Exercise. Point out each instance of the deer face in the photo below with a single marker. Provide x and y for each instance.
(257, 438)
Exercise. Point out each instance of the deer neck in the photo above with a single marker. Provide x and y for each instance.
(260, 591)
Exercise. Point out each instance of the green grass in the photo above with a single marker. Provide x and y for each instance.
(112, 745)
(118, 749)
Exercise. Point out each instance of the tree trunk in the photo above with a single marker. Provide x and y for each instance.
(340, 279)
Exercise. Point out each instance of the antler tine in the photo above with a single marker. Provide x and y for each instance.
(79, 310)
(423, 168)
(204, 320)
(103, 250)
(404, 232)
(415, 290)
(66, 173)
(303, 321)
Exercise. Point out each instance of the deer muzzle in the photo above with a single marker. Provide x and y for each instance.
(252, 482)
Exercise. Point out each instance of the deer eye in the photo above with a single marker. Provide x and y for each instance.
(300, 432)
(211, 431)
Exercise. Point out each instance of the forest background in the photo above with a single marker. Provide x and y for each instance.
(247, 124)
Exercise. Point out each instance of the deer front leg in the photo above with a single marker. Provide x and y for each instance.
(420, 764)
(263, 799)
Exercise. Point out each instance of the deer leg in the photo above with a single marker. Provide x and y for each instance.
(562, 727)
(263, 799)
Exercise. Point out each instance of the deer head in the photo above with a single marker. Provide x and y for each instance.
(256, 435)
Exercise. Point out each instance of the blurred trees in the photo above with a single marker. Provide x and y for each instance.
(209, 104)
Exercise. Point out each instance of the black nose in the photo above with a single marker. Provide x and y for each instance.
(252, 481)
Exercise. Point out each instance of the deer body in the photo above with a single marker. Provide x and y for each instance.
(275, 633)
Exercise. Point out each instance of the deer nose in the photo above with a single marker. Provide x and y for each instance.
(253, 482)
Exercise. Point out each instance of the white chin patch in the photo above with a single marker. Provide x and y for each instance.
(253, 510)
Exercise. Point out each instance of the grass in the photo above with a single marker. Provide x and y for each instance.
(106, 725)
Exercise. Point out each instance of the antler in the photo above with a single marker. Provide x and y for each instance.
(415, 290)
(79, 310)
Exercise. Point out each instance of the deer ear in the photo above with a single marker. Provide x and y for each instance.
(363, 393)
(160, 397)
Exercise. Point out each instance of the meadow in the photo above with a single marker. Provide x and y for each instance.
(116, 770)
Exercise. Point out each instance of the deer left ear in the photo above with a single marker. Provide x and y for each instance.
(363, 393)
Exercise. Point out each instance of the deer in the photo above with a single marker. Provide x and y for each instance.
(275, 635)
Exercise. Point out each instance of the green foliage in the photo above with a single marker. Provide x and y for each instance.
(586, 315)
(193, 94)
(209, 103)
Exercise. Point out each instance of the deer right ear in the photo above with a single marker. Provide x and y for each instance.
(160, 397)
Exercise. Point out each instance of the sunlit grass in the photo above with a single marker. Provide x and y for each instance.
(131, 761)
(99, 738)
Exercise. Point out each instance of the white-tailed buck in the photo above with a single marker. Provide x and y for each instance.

* * *

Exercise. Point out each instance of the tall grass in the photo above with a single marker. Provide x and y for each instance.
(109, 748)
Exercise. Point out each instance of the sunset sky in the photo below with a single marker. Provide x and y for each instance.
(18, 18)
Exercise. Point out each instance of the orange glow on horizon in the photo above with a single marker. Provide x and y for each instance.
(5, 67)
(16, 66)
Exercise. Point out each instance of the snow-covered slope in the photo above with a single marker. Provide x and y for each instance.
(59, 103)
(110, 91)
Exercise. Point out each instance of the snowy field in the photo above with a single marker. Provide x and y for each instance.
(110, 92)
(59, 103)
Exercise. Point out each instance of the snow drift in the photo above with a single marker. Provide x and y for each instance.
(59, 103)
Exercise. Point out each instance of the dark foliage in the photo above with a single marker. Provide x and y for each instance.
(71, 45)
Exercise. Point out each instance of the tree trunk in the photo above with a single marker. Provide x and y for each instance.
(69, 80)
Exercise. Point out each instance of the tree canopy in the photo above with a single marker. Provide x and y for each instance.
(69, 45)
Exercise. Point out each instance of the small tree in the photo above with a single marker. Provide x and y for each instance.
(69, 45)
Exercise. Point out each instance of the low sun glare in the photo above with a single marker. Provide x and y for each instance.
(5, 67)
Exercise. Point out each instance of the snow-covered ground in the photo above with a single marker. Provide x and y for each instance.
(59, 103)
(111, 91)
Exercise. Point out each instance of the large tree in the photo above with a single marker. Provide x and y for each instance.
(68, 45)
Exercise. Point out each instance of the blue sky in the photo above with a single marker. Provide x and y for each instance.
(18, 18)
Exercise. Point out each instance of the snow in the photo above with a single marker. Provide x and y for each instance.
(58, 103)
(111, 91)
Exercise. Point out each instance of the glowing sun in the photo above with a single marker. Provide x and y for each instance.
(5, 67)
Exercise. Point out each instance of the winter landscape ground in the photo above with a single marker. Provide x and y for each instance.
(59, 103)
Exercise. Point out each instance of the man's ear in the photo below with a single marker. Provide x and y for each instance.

--

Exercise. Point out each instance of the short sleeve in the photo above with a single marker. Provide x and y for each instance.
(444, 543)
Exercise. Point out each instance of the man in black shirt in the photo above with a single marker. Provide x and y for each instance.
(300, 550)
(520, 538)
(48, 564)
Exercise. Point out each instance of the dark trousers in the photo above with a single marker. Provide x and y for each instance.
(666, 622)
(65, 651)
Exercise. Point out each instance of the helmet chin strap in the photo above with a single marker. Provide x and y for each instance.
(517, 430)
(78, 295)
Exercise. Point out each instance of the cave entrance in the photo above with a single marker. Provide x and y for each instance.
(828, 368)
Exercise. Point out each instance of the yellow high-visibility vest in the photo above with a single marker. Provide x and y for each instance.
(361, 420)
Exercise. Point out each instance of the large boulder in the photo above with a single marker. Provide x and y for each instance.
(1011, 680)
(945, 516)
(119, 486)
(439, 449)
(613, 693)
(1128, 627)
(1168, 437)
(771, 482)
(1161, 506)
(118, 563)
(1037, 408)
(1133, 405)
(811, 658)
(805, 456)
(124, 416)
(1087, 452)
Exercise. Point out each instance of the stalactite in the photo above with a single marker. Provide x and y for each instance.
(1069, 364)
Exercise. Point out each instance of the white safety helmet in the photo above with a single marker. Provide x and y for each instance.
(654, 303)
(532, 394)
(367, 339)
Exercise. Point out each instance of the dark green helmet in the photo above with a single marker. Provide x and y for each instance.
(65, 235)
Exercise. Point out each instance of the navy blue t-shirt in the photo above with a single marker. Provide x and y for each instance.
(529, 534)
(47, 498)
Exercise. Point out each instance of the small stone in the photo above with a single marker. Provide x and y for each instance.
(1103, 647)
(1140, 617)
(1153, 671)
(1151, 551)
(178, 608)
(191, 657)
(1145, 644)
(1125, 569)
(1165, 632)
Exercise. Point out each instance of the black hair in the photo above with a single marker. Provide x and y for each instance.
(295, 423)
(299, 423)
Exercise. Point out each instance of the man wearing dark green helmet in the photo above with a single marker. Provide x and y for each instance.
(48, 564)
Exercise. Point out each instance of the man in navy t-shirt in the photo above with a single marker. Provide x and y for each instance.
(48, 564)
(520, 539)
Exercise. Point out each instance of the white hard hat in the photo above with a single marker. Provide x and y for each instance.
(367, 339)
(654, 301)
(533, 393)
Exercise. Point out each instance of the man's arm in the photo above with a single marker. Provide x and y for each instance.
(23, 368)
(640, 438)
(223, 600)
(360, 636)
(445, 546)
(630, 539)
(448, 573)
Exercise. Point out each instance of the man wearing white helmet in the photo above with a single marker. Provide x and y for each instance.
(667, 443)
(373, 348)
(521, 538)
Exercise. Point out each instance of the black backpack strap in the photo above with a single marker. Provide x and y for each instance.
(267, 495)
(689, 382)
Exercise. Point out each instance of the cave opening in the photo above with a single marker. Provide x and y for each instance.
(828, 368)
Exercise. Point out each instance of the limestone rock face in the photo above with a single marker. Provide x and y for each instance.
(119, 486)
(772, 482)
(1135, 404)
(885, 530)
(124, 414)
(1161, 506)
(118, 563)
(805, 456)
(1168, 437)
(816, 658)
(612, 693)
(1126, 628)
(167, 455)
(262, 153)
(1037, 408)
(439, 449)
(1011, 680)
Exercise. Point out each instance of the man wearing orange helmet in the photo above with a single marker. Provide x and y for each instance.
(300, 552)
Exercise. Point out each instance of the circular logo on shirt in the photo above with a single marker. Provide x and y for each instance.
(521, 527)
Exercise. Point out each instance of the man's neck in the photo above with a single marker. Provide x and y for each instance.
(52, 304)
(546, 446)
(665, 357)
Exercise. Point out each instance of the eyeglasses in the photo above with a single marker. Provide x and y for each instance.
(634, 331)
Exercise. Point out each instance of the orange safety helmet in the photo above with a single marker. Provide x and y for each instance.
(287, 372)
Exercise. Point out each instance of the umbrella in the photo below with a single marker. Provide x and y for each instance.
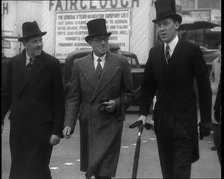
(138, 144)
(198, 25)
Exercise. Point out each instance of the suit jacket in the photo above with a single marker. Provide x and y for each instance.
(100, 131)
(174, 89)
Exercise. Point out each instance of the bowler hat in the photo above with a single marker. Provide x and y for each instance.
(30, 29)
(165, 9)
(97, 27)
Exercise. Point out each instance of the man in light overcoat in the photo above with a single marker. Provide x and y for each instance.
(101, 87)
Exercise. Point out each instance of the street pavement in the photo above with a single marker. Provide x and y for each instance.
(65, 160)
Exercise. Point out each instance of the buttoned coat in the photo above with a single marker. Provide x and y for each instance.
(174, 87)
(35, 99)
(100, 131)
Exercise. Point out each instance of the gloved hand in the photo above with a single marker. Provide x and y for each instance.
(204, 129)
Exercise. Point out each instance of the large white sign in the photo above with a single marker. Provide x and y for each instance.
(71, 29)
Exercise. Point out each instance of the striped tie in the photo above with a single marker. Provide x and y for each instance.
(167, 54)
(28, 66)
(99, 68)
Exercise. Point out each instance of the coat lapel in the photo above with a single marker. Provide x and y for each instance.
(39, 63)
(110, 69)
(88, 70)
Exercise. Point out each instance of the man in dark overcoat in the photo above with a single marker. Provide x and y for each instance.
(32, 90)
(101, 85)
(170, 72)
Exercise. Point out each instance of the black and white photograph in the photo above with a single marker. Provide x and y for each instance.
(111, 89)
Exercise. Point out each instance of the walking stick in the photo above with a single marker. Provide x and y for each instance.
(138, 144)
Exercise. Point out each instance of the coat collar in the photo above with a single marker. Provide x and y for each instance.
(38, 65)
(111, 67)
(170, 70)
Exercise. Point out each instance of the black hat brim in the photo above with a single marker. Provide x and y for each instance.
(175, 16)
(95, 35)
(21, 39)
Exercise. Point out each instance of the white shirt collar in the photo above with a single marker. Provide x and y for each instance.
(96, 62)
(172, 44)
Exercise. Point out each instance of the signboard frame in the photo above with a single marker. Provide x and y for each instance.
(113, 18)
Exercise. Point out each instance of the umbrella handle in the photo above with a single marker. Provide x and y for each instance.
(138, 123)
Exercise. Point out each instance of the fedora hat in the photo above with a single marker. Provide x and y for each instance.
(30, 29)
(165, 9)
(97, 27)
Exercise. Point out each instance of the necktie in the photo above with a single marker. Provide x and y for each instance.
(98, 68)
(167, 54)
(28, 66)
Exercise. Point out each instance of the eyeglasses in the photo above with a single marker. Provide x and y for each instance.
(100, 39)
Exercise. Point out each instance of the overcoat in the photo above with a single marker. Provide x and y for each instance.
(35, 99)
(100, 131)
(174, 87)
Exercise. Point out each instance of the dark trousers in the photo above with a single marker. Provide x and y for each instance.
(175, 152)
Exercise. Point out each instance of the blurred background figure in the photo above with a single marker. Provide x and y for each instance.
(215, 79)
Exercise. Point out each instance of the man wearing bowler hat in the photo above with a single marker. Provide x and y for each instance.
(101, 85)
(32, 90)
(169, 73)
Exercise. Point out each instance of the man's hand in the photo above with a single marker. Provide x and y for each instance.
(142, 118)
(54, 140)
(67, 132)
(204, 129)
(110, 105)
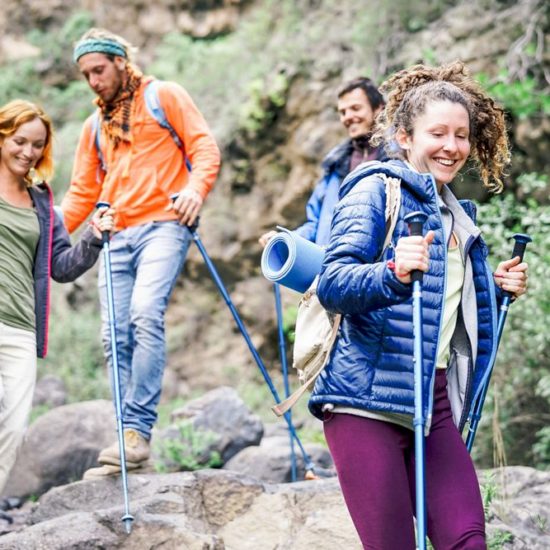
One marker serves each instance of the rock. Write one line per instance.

Description of the task:
Locate every line in the listing above that contains the string "collar" and copy each one. Treat uppercase and lowercase as different.

Written answer:
Exercise. Point out each instance of the coat collar in the photo above with a single marker. Provide x and y for each instance.
Exercise. Point out each instance of the white shirt collar in the photo above with a single marker. Provide x and y for each instance.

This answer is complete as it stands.